*** Belge Metni

Sufiforum.com

2009'da başlayan SUFİFORUM'da İslam; İslam Tasavvuf Geleneği ile ilgili her türlü güncel ya da 'eskimez' konular yer almaktadır. İçerik yenilemeleri tasavvuf.name sitesinden sürdürülmektedir. ALLAH YÂR OLSUN.

Giriş |  Kayıt




Yeni başlık gönder Başlığa cevap ver  [ 1 mesaj ] 
Yazar Mesaj
 Mesaj Başlığı: Bilim büyük bir yalan mı?
MesajGönderilme zamanı: 10.02.09, 11:27 #mesajın linki (?)
Çevrimdışı
Moderator

Kayıt: 01.01.09, 18:04
Mesajlar: 145
Konum: http://askinsonhecesi.com
aşağıdaki konular üzerinde düşünmek...

******

* Verilen Görev 1
Forum sayfasına göre SUFİFORUM'un içerik yenilemeleri hangi siteden sürdürülmektedir?
* Verilen Görev 2
Aşağıdaki ifadelerin forum sayfasıyla uyuşup uyuşmadığını belirtin: (a) SUFİFORUM 2009 yılında başlamıştır. (b) Konu başlığı altında üç mesaj bulunmaktadır. (c) Sayfada gösterilen kayıt tarihi 01.01.09'dur.
Satırlar başka bir kaynaktan alınmıştır.

*** Sağlanan Satırlar

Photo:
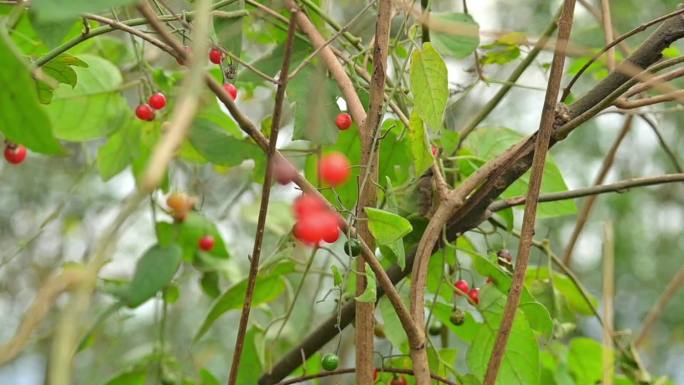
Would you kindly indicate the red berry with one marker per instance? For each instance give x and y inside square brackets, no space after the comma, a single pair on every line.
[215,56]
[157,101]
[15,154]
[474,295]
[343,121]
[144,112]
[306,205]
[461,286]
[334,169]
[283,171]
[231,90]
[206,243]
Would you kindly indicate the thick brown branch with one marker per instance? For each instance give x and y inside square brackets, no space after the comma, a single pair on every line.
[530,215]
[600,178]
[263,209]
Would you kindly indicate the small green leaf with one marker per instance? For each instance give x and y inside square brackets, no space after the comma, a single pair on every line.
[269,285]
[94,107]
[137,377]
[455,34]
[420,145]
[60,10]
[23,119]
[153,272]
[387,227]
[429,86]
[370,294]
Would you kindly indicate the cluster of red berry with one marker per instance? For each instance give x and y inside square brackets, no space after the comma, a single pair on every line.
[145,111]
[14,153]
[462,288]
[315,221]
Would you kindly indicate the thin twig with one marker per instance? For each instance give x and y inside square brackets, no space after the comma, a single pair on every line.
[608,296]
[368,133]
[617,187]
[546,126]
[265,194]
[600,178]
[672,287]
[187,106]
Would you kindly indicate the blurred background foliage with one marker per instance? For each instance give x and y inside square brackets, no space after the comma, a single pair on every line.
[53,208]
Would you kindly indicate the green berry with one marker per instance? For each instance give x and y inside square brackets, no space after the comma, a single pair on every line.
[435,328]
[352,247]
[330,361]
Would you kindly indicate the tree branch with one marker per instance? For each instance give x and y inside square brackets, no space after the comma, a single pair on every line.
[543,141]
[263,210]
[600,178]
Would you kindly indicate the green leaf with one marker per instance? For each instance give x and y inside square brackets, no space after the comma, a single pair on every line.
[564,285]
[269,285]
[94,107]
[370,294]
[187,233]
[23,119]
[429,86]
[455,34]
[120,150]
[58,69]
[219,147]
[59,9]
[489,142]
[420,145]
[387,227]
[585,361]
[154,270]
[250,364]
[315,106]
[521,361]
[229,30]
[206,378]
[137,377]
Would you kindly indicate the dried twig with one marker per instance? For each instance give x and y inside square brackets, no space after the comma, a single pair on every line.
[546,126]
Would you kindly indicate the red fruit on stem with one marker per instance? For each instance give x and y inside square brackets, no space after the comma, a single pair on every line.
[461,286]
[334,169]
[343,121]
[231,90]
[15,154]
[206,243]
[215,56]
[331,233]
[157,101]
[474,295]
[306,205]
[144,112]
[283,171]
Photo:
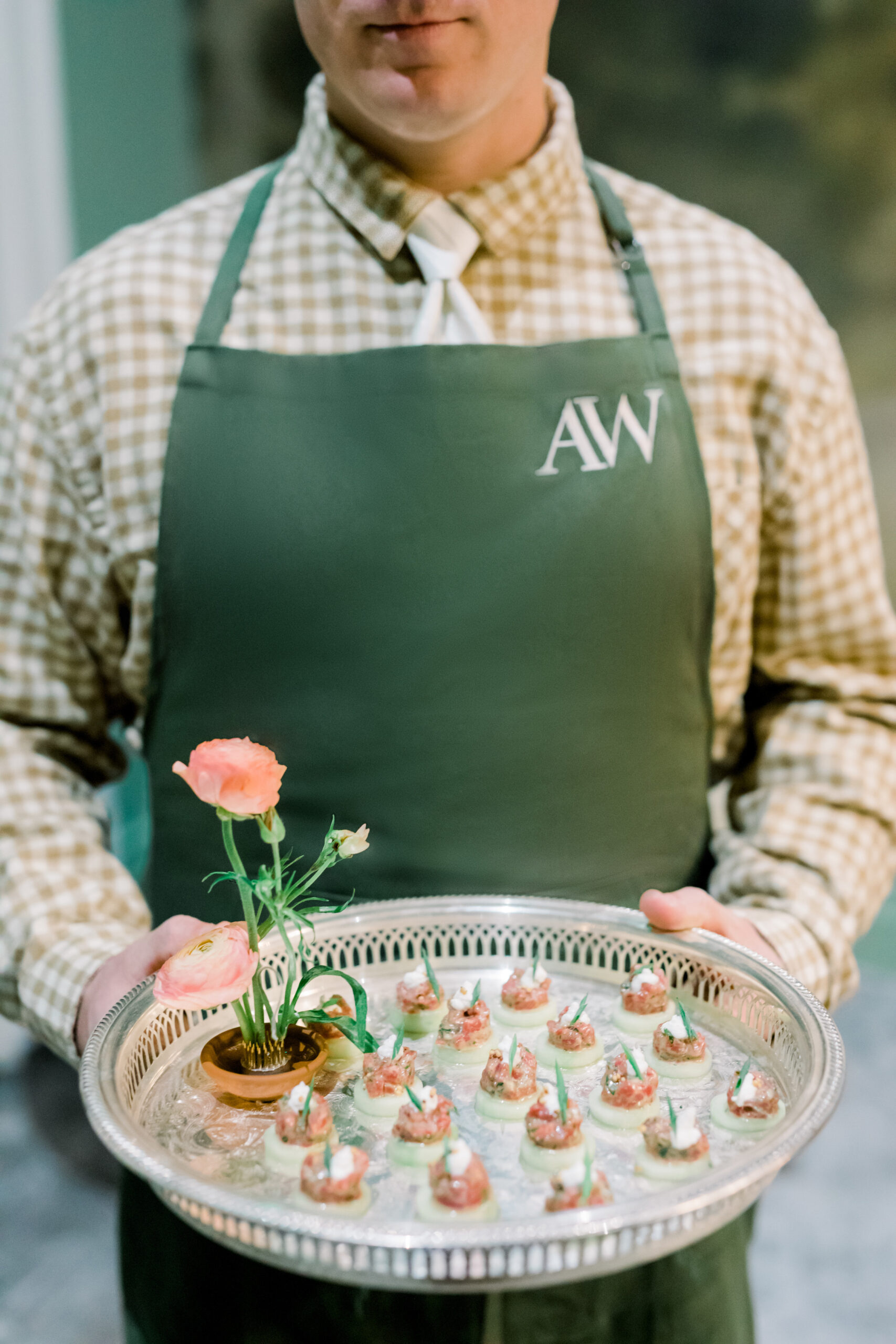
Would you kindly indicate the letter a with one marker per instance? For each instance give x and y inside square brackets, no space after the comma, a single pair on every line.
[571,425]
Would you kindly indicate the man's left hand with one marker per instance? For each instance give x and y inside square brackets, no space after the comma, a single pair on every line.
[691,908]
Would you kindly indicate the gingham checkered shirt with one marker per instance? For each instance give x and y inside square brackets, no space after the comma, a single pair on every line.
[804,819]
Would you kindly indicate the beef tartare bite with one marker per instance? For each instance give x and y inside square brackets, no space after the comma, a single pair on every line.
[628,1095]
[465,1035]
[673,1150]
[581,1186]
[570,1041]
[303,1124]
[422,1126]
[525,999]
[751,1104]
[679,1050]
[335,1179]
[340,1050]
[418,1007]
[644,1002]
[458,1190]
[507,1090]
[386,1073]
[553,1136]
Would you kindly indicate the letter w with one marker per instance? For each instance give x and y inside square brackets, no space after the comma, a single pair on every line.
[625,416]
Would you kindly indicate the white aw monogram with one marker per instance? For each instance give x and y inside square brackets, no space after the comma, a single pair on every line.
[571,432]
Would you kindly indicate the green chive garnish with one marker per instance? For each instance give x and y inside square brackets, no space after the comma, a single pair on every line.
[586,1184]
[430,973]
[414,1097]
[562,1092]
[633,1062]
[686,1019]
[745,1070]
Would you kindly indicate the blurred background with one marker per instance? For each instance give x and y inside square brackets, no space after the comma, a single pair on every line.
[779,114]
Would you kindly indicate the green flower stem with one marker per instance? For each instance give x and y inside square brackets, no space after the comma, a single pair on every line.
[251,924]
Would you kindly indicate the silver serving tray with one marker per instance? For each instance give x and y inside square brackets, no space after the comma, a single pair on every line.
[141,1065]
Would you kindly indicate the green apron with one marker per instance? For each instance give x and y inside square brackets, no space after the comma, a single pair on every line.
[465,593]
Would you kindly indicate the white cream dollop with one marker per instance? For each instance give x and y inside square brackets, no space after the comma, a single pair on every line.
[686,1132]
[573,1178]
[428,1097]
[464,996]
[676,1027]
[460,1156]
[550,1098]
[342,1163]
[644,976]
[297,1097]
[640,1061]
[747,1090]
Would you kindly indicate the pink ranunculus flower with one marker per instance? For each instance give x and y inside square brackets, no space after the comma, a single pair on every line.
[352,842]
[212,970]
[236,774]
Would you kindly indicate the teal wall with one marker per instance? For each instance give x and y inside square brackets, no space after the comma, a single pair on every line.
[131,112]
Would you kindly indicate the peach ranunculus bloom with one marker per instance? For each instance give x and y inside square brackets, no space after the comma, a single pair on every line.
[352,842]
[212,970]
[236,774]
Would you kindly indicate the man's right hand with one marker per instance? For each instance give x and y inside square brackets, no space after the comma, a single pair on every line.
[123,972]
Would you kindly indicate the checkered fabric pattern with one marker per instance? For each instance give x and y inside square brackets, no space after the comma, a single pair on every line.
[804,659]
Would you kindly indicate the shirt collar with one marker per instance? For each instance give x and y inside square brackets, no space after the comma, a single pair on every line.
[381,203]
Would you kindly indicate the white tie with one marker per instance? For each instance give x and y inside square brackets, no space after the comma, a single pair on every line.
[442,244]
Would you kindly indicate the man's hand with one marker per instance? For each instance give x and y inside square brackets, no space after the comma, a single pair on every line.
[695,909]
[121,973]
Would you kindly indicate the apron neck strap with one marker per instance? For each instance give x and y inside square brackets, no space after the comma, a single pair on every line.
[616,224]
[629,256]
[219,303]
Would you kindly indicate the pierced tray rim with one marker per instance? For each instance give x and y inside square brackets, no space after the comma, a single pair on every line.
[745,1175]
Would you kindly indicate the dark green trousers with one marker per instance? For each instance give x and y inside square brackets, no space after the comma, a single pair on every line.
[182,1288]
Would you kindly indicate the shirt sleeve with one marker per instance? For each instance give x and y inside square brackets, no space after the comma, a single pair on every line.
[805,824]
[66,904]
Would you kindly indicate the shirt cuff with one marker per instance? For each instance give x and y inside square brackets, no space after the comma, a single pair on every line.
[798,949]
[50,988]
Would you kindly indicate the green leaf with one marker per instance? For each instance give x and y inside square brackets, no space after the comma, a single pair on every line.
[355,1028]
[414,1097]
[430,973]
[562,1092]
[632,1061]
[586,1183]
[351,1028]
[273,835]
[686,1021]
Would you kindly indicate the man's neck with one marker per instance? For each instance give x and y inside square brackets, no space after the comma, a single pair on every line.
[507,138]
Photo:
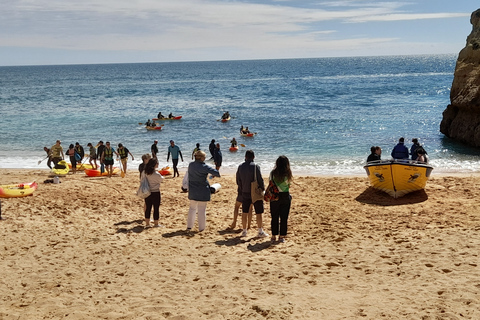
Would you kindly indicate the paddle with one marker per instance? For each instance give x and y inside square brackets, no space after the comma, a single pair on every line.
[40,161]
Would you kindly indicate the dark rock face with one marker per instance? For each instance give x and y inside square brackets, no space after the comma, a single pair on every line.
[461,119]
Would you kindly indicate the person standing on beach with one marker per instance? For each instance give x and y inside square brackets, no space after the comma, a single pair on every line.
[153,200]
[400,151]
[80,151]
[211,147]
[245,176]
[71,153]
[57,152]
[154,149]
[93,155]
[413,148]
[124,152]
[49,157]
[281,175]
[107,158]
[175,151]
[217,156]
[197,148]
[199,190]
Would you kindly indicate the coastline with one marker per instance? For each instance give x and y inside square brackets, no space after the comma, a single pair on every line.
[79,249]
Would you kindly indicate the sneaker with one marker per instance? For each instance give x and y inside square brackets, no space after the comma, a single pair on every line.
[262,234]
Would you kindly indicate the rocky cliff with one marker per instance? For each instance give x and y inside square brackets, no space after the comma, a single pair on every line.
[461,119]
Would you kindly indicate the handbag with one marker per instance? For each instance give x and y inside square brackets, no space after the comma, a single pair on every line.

******

* Görev Sonucu 1
tasavvuf.name sitesinden sürdürülmektedir.

* Görev Sonucu 2
(a) Evet: "2009'da başlayan SUFİFORUM'da"
(b) Hayır: "[ 1 mesaj ]"
(c) Evet: "Kayıt: 01.01.09, 18:04"